*Your task:*
Starting at the line with "Identify the chopped" and continuing through the end of the rows, rewrite those lines with "chopped scallion" swapped for "sliced green onion". Leave everything else unchanged.

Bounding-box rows
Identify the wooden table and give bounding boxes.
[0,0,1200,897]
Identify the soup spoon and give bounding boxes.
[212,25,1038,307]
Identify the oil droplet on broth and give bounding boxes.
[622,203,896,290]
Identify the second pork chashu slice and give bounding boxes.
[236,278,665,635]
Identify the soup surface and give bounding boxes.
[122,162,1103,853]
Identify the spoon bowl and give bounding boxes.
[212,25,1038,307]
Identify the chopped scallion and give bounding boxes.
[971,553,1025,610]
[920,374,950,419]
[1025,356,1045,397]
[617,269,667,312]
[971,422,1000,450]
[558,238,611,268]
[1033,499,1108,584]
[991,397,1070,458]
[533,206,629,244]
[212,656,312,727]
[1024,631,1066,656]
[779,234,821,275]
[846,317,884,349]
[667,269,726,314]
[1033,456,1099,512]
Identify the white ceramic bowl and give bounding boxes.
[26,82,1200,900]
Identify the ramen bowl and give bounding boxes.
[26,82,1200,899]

*Solution:*
Identify the sliced green onion and give bounding boxes.
[971,553,1025,610]
[920,374,950,419]
[1025,356,1045,397]
[617,269,667,312]
[971,422,1000,450]
[558,238,611,268]
[1033,499,1108,584]
[991,397,1070,458]
[533,206,629,244]
[212,656,312,727]
[1024,631,1066,656]
[779,234,821,275]
[846,317,884,349]
[667,269,726,314]
[1033,456,1099,512]
Identify the white ceramic bowl and give bounding boxes.
[26,82,1200,900]
Identify the ramen bowl and give bounding boxes.
[26,82,1200,899]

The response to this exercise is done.